● **THE PROBLEM**: Reproduce every line of the material below, character for character, with nothing added or left out.

● **RECORDS SUPPLIED**:
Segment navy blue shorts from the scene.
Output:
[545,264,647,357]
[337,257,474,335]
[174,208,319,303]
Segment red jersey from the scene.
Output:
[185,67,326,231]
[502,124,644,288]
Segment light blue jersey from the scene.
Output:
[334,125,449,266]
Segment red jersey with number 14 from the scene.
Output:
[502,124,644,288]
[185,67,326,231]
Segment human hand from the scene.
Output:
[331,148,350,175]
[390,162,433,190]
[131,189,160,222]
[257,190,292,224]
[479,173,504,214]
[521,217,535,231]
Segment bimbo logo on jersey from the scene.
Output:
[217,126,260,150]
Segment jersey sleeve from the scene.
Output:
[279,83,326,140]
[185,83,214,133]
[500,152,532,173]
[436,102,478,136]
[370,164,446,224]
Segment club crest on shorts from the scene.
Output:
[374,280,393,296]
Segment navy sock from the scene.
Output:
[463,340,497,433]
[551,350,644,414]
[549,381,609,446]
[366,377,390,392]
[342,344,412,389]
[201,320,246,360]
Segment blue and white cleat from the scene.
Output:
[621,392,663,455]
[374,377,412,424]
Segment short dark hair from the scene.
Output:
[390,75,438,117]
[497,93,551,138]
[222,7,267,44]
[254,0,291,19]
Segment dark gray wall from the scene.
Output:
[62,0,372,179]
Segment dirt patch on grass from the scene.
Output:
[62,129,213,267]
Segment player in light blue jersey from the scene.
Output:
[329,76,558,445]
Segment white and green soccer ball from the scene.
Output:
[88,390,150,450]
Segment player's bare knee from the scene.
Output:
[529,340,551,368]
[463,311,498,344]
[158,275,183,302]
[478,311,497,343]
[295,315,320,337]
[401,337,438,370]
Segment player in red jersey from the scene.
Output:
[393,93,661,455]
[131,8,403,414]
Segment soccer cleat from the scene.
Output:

● **WORKED ANSWER**:
Segment navy blue shorts from the scene.
Output:
[545,264,647,357]
[337,257,474,335]
[174,208,319,303]
Segment red jersey from the scene.
Output:
[185,67,326,231]
[502,124,644,288]
Segment light blue jersey from the scene.
Output:
[334,125,449,266]
Segment red jersey with number 14 from the scene.
Output:
[502,124,644,288]
[185,67,326,231]
Segment human hand from the scene.
Output:
[331,148,350,175]
[390,162,433,190]
[131,189,160,222]
[257,190,292,224]
[479,173,504,214]
[521,217,535,231]
Segment bimbo logo on jersey from the scene.
Output:
[217,126,260,150]
Segment jersey sleeve from the scene.
Output:
[279,83,326,140]
[185,83,214,133]
[500,152,532,173]
[436,102,478,136]
[370,164,446,224]
Segment club crest on shorts from the scene.
Output:
[374,280,393,296]
Segment navy sock from the scene.
Output:
[463,340,497,433]
[551,350,644,414]
[549,381,609,446]
[366,377,390,392]
[342,344,412,389]
[201,320,246,360]
Segment blue and white cleat from the scene.
Output:
[621,392,663,455]
[374,377,412,424]
Segment short dark hair from the scene.
Output:
[390,75,438,117]
[497,93,551,138]
[222,7,267,44]
[254,0,291,19]
Segment dark gray wall from the scene.
Output:
[62,0,372,179]
Segment dirt patch on grass from the scene.
Output:
[62,129,213,267]
Segment player in light blue jersey from the scene.
Output:
[329,76,558,445]
Segment white and green soccer ball from the scene.
Output:
[88,390,150,450]
Segment player's bare knee from the scene.
Output:
[529,340,551,368]
[463,311,498,344]
[158,275,183,302]
[478,311,497,343]
[295,315,320,337]
[401,337,438,370]
Segment player in red jersey from the scene.
Output:
[393,93,661,455]
[131,8,403,414]
Segment soccer cleat from the scene.
Output:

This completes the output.